(INPUT MATERIAL)

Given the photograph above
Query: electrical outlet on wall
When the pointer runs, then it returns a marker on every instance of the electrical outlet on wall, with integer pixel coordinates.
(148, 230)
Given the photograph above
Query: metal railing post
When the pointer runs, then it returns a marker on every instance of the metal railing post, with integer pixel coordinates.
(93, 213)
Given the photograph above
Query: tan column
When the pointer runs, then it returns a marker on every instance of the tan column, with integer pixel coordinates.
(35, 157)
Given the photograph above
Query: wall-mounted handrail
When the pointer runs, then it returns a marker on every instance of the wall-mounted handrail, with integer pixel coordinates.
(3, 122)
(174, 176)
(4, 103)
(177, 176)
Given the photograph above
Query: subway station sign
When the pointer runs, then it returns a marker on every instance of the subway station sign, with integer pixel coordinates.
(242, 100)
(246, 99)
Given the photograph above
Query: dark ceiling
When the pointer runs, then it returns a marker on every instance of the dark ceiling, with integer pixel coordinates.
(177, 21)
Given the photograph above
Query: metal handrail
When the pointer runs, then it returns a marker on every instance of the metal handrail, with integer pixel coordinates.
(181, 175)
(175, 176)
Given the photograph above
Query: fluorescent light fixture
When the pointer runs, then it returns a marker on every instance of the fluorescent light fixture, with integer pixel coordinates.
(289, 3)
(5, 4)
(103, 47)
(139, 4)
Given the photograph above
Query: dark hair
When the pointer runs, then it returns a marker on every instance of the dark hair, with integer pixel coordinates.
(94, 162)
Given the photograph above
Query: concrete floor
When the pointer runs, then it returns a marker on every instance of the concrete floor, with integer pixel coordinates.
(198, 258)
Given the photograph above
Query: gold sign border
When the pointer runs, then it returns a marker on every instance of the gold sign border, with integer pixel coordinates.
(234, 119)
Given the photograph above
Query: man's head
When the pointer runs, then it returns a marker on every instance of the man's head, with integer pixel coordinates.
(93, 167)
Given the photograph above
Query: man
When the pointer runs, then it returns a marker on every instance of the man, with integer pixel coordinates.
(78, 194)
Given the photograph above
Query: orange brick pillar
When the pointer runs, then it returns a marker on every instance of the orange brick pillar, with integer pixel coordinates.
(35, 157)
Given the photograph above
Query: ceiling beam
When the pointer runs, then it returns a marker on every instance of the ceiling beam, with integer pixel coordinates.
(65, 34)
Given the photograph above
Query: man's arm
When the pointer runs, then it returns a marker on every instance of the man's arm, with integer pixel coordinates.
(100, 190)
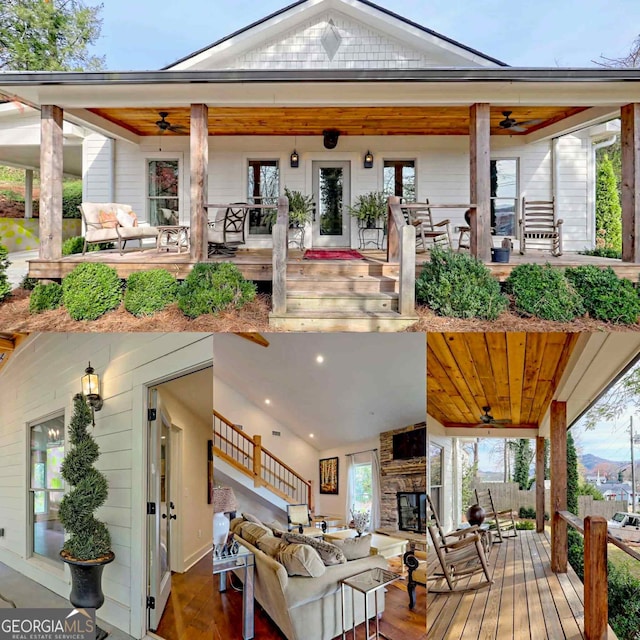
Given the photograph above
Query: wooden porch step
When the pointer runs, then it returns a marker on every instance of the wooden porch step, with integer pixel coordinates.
(359, 321)
(333, 283)
(342, 301)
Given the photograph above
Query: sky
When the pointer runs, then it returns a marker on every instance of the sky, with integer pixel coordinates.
(146, 34)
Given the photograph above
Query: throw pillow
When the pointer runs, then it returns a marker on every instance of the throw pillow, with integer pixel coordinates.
(301, 560)
(270, 545)
(251, 518)
(108, 219)
(124, 218)
(329, 553)
(354, 548)
(252, 532)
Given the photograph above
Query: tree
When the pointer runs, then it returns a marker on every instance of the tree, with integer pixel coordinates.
(608, 209)
(49, 35)
(572, 476)
(523, 457)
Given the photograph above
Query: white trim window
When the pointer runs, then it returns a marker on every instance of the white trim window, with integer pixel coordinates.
(399, 179)
(46, 486)
(263, 187)
(163, 191)
(504, 197)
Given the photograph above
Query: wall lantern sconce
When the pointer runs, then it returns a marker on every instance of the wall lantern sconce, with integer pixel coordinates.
(91, 390)
(330, 138)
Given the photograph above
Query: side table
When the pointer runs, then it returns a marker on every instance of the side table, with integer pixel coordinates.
(173, 237)
(244, 560)
(366, 582)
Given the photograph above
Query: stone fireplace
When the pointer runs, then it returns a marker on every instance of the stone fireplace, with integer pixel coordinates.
(407, 476)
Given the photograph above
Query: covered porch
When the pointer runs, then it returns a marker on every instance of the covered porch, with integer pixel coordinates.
(532, 386)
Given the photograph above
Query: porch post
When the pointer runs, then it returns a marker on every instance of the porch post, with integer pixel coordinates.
(559, 548)
(199, 145)
(630, 139)
(28, 193)
(51, 142)
(480, 165)
(540, 484)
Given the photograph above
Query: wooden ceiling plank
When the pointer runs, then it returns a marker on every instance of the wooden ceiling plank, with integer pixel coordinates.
(516, 346)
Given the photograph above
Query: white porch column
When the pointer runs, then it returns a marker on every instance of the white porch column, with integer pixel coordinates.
(480, 187)
(28, 193)
(51, 142)
(199, 144)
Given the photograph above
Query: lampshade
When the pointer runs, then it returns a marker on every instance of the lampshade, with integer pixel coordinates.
(224, 500)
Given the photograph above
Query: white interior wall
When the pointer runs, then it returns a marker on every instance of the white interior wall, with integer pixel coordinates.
(41, 378)
(442, 170)
(191, 506)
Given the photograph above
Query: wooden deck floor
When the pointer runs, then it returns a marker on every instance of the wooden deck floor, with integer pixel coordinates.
(256, 264)
(526, 602)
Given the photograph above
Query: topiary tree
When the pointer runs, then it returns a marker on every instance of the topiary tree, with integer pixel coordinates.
(5, 286)
(89, 539)
(608, 209)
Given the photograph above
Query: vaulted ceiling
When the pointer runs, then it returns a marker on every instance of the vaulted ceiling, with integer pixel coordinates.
(515, 374)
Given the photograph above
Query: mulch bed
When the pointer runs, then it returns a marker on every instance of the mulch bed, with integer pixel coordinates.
(15, 317)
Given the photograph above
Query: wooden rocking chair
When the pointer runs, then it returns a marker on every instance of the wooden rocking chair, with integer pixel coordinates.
(502, 521)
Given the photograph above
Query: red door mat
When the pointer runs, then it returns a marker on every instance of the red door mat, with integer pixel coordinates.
(332, 254)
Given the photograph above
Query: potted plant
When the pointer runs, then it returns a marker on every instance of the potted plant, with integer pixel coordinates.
(370, 209)
(88, 547)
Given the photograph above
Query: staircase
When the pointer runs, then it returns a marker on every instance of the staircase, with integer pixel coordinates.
(342, 295)
(247, 455)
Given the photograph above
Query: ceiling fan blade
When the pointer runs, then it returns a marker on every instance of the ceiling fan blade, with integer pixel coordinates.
(256, 338)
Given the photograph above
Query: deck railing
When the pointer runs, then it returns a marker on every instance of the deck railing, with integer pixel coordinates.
(401, 250)
(596, 538)
(246, 454)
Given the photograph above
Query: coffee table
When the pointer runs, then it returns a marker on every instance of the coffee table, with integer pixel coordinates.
(384, 546)
(366, 582)
(174, 237)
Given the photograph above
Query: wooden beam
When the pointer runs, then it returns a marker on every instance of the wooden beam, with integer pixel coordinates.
(630, 140)
(51, 147)
(540, 484)
(596, 606)
(199, 144)
(480, 188)
(559, 549)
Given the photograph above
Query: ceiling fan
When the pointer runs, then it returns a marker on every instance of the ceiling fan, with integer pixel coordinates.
(487, 420)
(164, 125)
(513, 125)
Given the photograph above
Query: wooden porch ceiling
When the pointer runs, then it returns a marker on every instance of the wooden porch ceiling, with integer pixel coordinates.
(516, 374)
(311, 121)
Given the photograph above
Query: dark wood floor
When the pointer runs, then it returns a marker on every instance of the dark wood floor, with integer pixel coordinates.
(197, 611)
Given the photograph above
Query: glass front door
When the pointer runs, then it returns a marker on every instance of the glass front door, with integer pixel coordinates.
(331, 194)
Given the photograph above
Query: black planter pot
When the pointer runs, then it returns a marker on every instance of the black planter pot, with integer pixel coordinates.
(86, 585)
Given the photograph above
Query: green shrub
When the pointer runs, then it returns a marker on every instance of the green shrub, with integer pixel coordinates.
(527, 512)
(75, 244)
(27, 283)
(71, 199)
(45, 297)
(149, 291)
(605, 296)
(544, 292)
(5, 285)
(210, 288)
(460, 286)
(91, 290)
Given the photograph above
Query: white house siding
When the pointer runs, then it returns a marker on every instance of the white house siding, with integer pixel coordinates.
(41, 378)
(442, 168)
(359, 47)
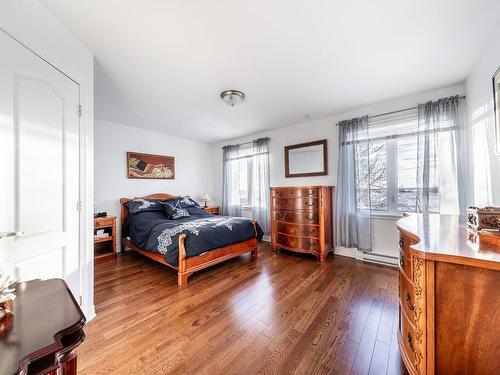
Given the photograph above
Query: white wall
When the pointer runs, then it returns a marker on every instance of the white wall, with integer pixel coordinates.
(479, 91)
(32, 25)
(385, 235)
(112, 141)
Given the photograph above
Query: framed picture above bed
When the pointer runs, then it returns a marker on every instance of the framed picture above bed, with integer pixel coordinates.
(496, 99)
(149, 166)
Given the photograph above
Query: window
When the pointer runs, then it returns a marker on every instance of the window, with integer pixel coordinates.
(387, 165)
(246, 172)
(242, 187)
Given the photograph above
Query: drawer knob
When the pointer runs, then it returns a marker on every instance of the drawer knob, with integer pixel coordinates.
(408, 301)
(410, 342)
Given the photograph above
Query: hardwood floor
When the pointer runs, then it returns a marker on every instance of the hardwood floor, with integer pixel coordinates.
(279, 314)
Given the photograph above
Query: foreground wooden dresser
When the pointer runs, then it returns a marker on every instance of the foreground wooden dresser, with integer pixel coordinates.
(301, 219)
(449, 297)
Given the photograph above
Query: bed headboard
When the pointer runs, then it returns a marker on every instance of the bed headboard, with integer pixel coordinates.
(124, 209)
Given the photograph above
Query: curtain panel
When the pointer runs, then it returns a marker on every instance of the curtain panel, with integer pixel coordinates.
(231, 199)
(260, 183)
(442, 184)
(352, 219)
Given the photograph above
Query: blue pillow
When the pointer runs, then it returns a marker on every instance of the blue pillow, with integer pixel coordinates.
(142, 205)
(174, 209)
(196, 211)
(188, 202)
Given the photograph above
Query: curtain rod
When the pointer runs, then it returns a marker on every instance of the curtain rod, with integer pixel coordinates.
(398, 111)
(247, 143)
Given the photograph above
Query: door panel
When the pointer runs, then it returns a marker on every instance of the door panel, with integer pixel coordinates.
(40, 138)
(39, 149)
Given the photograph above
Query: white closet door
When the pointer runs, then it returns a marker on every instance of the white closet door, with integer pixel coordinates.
(39, 156)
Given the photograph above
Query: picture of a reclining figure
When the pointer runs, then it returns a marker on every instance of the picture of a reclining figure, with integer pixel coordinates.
(150, 166)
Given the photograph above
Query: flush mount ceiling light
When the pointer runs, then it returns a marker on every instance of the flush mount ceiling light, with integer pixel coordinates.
(232, 97)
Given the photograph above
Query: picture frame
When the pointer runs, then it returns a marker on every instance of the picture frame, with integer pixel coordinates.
(496, 109)
(307, 159)
(150, 166)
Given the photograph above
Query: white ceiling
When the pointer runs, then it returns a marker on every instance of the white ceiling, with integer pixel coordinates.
(162, 64)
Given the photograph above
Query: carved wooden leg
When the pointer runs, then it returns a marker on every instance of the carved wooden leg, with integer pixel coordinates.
(67, 362)
(182, 279)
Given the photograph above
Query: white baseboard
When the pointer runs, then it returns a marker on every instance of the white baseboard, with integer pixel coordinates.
(90, 314)
(365, 257)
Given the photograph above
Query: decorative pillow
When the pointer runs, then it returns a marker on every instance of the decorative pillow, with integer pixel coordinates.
(141, 205)
(174, 210)
(188, 202)
(196, 211)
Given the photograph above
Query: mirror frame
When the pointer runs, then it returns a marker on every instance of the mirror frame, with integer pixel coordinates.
(322, 142)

(End INPUT MATERIAL)

WHAT TO DO:
Restate word for word only the lines above from the line containing "Query: subway station sign" to the line containing "Query: man's head", both of them included.

THE ANSWER:
Query: subway station sign
When the pointer runs, then it returns a marker on every instance of the subway station sign, with integer pixel coordinates.
(242, 100)
(246, 99)
Given the photograph above
Query: dark ceiling
When the pointer runs, then it returns a marker on every instance of the dark ceiling, with integer pixel coordinates.
(177, 21)
Given the photograph above
Query: metal handrail
When the pointer runs, then it returns a marker on every instance of the metal handrail, with integer pixel coordinates.
(181, 175)
(175, 176)
Given the photograph above
Query: fluorescent light fixture
When the pointer runs, then it returns a marker on every instance of the fluorescent light fixture, with integer pixel coordinates.
(289, 3)
(5, 4)
(103, 47)
(139, 4)
Given the photograph above
Query: dark hair
When the pointer runs, then it returns a marker on every instance of the dark hair, with integer pixel coordinates.
(94, 162)
Given the photograph above
Query: concrete floor
When the pointer runs, then it returns a marker on every instance of the concrete floor, with integer pixel coordinates.
(198, 258)
Given the photograph above
Query: gold sign border
When the pointer runs, then it returns a marker on every instance of the gold sign border, with integer pixel coordinates.
(234, 119)
Given the photograph above
Query: man's head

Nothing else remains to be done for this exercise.